- [RECORDS PROVIDED]:
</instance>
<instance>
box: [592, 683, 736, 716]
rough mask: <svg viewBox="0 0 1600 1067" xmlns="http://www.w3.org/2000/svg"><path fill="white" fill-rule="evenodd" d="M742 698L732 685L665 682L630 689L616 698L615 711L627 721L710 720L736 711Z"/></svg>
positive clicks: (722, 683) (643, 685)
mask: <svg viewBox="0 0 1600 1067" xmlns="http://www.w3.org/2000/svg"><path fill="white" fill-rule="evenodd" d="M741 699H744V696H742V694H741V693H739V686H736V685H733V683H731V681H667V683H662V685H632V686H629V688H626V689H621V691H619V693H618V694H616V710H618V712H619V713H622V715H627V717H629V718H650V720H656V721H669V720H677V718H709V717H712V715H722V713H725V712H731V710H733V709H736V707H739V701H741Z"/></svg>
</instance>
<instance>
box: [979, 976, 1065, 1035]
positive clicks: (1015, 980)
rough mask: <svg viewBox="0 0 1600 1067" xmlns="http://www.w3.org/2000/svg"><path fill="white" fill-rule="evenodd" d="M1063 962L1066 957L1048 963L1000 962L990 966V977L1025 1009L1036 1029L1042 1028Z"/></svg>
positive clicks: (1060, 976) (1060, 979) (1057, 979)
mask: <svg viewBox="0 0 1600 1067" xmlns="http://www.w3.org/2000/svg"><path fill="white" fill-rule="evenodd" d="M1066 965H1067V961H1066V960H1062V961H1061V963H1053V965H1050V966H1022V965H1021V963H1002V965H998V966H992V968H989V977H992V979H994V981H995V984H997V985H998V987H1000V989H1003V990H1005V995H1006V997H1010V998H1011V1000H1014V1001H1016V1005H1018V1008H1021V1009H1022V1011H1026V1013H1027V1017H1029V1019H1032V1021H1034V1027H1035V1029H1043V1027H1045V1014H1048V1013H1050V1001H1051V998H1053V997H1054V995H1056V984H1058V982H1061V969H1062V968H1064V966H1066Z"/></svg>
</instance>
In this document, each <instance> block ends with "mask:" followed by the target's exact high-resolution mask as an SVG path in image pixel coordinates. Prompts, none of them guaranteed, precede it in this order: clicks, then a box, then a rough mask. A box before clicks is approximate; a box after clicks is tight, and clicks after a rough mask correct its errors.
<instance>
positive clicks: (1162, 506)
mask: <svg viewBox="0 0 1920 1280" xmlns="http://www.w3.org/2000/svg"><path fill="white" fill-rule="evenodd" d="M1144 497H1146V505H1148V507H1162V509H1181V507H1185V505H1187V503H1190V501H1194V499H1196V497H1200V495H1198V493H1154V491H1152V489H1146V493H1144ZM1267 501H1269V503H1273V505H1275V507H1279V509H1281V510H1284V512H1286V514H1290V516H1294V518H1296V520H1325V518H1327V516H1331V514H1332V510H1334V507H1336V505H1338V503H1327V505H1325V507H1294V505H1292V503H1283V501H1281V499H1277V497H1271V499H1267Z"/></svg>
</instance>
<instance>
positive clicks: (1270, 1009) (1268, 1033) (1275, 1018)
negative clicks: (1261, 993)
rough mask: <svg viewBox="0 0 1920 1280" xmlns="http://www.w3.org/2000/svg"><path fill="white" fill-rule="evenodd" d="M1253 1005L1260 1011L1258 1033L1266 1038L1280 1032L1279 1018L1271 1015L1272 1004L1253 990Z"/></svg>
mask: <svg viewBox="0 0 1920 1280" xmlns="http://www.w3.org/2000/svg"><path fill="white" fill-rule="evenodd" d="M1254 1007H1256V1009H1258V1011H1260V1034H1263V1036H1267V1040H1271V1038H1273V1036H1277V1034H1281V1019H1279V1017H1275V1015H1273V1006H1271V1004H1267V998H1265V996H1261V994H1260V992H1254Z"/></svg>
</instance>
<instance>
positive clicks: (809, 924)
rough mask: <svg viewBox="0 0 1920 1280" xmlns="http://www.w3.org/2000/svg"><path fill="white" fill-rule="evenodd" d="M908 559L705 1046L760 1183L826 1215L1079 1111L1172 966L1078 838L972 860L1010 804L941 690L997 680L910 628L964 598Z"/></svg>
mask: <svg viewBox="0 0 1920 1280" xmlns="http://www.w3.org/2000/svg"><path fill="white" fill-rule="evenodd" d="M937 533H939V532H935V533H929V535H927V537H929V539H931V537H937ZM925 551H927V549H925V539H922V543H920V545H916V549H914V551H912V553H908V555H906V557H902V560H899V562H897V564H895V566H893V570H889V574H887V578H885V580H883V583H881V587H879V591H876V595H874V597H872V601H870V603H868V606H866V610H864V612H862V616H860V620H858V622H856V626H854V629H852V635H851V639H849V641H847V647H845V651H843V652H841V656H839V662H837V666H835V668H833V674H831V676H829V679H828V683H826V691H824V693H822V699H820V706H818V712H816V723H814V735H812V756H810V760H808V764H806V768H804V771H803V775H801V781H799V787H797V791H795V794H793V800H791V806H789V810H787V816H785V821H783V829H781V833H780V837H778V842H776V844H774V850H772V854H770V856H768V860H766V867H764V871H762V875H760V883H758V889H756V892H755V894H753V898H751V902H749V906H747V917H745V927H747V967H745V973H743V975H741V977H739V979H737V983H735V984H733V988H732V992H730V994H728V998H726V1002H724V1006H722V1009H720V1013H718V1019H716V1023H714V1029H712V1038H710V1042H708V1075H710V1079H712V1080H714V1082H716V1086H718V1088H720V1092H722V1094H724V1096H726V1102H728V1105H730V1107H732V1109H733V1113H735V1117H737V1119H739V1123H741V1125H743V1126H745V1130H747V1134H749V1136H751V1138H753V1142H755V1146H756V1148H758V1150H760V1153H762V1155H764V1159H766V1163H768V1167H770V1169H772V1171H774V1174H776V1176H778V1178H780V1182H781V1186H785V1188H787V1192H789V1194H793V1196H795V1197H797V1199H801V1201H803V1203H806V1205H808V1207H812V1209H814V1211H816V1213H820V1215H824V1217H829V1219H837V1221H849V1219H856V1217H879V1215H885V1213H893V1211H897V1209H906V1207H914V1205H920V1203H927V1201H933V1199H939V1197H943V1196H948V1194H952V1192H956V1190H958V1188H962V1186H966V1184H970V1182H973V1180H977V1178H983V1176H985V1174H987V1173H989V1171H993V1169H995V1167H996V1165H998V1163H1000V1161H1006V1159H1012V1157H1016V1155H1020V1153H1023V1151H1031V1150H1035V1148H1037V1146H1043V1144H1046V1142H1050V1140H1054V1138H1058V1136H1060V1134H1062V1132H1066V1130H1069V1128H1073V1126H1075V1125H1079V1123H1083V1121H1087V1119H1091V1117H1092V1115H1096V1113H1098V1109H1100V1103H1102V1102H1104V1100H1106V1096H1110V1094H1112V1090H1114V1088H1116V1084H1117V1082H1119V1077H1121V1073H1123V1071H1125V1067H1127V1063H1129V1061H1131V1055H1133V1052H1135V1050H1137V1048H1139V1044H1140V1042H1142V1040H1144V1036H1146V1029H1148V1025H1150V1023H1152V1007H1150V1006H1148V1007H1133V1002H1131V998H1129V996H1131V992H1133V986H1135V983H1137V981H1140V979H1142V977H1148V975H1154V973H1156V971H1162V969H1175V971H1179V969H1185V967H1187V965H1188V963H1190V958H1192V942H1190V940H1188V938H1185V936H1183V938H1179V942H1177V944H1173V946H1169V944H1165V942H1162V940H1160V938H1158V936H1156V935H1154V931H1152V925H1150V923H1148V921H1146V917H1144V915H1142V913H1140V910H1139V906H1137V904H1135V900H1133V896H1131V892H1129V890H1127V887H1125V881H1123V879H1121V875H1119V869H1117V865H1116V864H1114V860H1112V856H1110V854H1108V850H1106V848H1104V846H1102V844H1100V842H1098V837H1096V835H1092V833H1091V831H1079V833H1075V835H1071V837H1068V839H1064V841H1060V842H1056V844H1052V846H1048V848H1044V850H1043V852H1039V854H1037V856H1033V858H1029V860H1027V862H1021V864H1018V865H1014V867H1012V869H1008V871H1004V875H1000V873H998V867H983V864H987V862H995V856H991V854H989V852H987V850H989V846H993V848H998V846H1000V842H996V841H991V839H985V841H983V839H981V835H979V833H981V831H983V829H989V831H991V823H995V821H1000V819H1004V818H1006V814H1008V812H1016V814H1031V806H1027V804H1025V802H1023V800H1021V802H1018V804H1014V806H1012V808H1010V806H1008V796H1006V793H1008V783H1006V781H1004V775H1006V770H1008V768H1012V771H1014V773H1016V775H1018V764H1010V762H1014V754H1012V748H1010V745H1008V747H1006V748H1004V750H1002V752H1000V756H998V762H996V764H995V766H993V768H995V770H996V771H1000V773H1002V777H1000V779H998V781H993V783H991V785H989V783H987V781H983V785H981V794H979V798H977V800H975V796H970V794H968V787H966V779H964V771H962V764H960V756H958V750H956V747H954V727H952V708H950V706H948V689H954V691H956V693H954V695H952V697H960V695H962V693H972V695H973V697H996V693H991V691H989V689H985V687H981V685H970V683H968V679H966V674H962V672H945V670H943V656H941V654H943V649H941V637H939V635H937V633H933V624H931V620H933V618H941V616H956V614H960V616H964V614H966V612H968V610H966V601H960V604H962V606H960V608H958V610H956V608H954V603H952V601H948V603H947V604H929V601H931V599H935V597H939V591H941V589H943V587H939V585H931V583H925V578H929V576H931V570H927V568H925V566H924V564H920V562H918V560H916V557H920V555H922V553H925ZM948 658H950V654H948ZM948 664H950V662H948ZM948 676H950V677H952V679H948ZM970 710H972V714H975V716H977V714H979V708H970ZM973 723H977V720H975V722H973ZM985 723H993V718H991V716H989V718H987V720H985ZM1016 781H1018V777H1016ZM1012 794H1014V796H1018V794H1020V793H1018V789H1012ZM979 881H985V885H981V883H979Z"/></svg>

- [WHAT YOU WILL DO]:
Please copy out the records above, everything from the very start down through the line that contains "positive clicks: (722, 683) (643, 685)", with no changes.

- [RESPONSE]:
</instance>
<instance>
box: [592, 683, 736, 716]
rough mask: <svg viewBox="0 0 1600 1067" xmlns="http://www.w3.org/2000/svg"><path fill="white" fill-rule="evenodd" d="M742 698L732 685L665 682L630 689L616 698L615 711L627 721L710 720L736 711Z"/></svg>
positive clicks: (722, 683) (643, 685)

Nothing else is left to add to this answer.